# html2markdown

**Repository Path**: chiamzhang/html2markdown

## Basic Information

- **Project Name**: html2markdown
- **Description**: No description available
- **Primary Language**: Python
- **License**: GPL-3.0
- **Default Branch**: main
- **Homepage**: None
- **GVP Project**: No

## Statistics

- **Stars**: 0
- **Forks**: 0
- **Created**: 2023-12-03
- **Last Updated**: 2023-12-04

## Categories & Tags

**Categories**: Uncategorized

**Tags**: HTML, Python, Markdown

## README

# html2markdown

`html2markdown` is a Python script that transforms HTML pages into clean, readable plain ASCII text. What's even better is that this ASCII text conveniently conforms to valid Markdown, a text-to-HTML formatting syntax.

To use it, one only needs to provide the URL of a website along with a few simple parameters. The script then converts the content into Markdown and downloads it locally, naming the file as `title.md`.

`html2markdown` 是一个将 HTML 页面转换为干净、易读的纯 ASCII 文本的 Python 脚本。更好的是，该 ASCII 文本也恰好是有效的 Markdown（一种文本到 HTML 的格式）。

我们只需要输入一个网站的url和简单的参数就可以进行使用，将markdown按照title.md命名下载到本地。

- [html2markdown](#html2markdown)
  - [English](#english)
    - [Introduction](#introduction)
      - [Functionality](#functionality)
      - [Demo](#demo)
  - [中文](#中文)
    - [介绍](#介绍)
      - [功能](#功能)
      - [demo](#demo-1)

## English

### Introduction

This directory consists of two files:

- `html2text.py`: This is derived from the GitHub project "html2text." I have performed a simple refactoring, modifying modules specific to Python 2, and eliminating unnecessary code.

## PROBLEMS TO WORK ON
a) Which tags are listed on the html2markdown repository page?
b) Continue the html2markdown repository page from its last sentence, picking up with the next part of the README's introduction.

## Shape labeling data
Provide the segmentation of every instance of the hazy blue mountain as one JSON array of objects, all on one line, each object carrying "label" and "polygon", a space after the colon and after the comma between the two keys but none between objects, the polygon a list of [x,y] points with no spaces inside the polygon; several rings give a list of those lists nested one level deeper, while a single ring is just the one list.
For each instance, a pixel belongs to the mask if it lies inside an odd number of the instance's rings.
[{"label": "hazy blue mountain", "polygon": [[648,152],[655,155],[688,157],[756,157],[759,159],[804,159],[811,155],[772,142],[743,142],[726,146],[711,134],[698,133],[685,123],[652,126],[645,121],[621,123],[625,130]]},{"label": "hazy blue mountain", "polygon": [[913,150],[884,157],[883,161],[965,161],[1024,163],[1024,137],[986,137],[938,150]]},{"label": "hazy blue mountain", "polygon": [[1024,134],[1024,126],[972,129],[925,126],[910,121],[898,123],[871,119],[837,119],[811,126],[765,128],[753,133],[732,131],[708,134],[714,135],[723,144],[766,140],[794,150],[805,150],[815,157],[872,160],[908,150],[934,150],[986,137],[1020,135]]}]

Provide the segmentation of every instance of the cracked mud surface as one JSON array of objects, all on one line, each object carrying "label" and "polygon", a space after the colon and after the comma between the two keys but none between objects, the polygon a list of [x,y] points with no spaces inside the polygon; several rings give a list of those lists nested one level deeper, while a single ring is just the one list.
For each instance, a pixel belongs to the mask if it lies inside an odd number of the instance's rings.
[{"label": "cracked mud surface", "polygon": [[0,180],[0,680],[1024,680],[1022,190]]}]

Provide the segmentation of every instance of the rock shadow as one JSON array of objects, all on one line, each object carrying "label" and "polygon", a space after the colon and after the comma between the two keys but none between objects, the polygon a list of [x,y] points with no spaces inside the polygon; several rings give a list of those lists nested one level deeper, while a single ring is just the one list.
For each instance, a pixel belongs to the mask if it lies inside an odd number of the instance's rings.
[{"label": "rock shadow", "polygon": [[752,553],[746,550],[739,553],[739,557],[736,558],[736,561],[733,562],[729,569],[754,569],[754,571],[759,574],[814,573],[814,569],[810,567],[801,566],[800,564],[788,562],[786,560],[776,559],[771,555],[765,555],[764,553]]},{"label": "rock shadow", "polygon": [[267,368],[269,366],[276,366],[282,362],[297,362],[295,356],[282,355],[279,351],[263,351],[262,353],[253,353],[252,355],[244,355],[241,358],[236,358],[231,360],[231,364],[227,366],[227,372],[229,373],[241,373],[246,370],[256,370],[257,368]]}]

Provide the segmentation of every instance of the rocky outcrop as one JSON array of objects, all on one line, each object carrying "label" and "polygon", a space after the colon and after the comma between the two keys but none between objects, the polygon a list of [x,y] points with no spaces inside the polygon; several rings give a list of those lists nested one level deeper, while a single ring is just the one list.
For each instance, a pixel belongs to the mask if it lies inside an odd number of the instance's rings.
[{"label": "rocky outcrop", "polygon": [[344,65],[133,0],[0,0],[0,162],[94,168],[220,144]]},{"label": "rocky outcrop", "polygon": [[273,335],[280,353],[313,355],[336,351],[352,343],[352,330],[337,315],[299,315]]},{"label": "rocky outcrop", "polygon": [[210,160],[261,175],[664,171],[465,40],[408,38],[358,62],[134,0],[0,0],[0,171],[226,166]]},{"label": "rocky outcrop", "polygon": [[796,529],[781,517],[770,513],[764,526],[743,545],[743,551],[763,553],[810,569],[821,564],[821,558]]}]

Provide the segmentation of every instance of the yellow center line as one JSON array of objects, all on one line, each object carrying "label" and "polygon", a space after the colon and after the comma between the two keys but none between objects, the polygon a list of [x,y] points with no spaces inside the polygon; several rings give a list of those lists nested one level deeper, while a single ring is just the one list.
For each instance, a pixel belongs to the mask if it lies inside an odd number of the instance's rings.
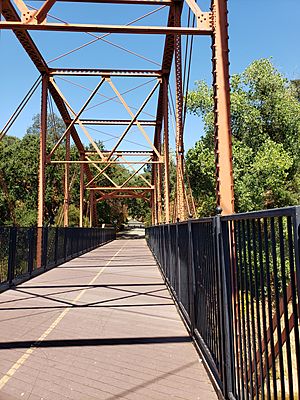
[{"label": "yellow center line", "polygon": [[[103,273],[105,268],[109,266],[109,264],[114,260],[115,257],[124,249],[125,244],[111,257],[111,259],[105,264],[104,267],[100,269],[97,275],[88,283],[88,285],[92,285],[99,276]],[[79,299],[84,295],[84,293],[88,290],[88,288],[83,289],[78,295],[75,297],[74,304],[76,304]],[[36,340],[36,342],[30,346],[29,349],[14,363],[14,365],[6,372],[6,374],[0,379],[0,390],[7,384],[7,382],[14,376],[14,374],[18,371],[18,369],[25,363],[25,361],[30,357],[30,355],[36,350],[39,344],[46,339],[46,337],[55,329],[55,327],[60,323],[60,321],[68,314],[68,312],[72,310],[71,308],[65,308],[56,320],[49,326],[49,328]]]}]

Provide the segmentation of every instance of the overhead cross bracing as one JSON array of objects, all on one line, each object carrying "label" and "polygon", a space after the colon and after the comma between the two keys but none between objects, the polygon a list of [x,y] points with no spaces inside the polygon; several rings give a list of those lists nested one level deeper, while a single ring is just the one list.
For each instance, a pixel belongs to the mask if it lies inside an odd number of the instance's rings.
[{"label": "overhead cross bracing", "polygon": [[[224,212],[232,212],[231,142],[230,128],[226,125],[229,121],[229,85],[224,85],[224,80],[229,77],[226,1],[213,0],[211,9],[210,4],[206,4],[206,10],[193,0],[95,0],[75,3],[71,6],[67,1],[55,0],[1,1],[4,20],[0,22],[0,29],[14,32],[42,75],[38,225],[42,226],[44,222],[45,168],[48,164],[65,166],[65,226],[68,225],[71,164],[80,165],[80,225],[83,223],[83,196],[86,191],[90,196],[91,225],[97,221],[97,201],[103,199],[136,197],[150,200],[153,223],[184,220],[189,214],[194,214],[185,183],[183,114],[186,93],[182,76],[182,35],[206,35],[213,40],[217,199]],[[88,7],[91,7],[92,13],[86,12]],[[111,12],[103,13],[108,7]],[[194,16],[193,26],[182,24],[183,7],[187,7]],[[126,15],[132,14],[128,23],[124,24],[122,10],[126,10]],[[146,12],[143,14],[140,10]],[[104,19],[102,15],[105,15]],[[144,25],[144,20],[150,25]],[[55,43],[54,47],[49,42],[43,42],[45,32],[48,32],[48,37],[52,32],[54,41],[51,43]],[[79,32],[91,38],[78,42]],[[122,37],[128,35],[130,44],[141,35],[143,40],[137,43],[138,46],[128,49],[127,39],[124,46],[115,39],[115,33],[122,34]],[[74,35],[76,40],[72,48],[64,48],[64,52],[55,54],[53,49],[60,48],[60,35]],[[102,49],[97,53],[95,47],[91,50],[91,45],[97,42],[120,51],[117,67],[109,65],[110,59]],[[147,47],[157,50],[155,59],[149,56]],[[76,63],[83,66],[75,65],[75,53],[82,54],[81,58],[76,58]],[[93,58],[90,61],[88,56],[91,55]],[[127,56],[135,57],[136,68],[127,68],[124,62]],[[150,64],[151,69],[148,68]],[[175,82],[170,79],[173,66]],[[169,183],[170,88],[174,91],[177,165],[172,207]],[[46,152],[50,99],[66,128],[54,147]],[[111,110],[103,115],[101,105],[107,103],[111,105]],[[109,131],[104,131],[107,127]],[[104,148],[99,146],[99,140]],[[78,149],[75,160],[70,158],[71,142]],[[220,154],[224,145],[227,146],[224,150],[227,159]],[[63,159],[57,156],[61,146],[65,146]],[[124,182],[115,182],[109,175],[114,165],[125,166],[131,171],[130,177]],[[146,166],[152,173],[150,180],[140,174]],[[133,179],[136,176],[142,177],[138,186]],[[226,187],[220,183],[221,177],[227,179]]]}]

---

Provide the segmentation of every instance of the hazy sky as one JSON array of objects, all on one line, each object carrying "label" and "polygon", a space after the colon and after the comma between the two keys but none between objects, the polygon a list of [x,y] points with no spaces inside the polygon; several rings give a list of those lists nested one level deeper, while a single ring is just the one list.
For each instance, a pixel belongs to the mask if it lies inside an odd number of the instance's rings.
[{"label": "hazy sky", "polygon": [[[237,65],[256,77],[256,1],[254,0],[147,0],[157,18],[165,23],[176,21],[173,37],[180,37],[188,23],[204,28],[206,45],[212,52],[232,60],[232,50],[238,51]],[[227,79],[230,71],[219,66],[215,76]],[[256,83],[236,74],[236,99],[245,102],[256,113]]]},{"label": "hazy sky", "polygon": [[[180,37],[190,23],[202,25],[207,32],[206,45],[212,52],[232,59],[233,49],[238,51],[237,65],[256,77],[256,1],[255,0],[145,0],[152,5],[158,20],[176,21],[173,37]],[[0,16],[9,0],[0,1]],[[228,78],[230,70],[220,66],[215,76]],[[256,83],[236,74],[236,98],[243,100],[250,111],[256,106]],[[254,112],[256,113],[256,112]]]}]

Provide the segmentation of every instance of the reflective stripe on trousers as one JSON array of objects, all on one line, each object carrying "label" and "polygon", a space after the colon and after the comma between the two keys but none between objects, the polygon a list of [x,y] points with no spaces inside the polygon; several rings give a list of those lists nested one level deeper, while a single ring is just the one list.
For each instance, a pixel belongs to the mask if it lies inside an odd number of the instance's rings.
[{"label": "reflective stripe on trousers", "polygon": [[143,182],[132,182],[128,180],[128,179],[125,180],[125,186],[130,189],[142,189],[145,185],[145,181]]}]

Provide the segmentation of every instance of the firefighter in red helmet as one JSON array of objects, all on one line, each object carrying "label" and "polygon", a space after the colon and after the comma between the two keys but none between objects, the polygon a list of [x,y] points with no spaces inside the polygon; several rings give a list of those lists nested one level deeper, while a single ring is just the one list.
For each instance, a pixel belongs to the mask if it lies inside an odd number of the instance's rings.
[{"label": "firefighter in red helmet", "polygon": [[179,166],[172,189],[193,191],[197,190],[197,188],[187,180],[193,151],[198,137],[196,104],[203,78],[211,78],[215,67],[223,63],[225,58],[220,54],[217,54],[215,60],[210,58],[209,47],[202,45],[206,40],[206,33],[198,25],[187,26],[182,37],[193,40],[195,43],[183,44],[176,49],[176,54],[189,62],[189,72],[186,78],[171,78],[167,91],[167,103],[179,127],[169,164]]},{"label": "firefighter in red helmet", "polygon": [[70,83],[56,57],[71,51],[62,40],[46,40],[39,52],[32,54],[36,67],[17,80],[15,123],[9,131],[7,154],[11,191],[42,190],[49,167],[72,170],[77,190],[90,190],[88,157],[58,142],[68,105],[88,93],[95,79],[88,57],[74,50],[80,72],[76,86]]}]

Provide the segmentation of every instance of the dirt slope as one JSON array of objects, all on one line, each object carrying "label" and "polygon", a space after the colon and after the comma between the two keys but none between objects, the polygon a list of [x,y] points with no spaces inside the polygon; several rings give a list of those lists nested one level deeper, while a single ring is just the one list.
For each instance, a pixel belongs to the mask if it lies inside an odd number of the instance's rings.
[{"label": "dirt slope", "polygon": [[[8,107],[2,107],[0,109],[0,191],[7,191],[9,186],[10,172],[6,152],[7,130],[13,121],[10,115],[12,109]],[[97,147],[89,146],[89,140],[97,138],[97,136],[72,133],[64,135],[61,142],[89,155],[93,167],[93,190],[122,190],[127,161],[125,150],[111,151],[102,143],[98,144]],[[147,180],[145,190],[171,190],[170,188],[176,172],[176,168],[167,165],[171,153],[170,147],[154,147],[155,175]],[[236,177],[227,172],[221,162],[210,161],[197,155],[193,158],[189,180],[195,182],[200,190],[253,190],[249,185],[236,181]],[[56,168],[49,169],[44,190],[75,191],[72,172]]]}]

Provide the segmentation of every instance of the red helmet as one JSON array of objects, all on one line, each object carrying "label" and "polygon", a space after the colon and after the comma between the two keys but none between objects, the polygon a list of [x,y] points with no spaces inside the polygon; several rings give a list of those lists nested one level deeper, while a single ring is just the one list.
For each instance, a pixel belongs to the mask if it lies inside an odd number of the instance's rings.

## ANSWERS PER TASK
a) HTML, Python, Markdown

b)
  
- `html2markdown.py`: This is the core code responsible for implementing the functionality.

#### Functionality

1. **Web Scraping and Markdown Conversion:**
   - Utilizes the `requests` library to retrieve webpage content.
   - Utilizes `BeautifulSoup` to parse the HTML content of the webpage.
   - Converts HTML tables on the webpage to Markdown format.
   - Extracts the title and main content from HTML, converting them to plain text using the `html2text` library.
   - Combines the title and content into a Markdown-formatted string.

2. **File Operations:**
   - Defines functions to sanitize filenames by removing invalid characters.
   - Generates a random filename using alphanumeric characters.
   - Ensures the existence of a target directory for saving Markdown files and creates the directory if it doesn't exist.
   - Writes Markdown content to a file in the specified directory, using the sanitized or randomly generated filename.
   - Prints a message indicating the successful download of the file.

3. **Main Functionality:**
   - The `getHttpResponse` function takes a URL, title ID, content ID, and cookie data as parameters.
   - Sends an HTTP GET request to the specified URL with the provided headers and cookies.
   - Extracts the title and HTML content from the response using the specified title and content IDs.
   - Converts the title and HTML content to plain text using `html2text`.
   - Determines the sanitized or randomly generated filename.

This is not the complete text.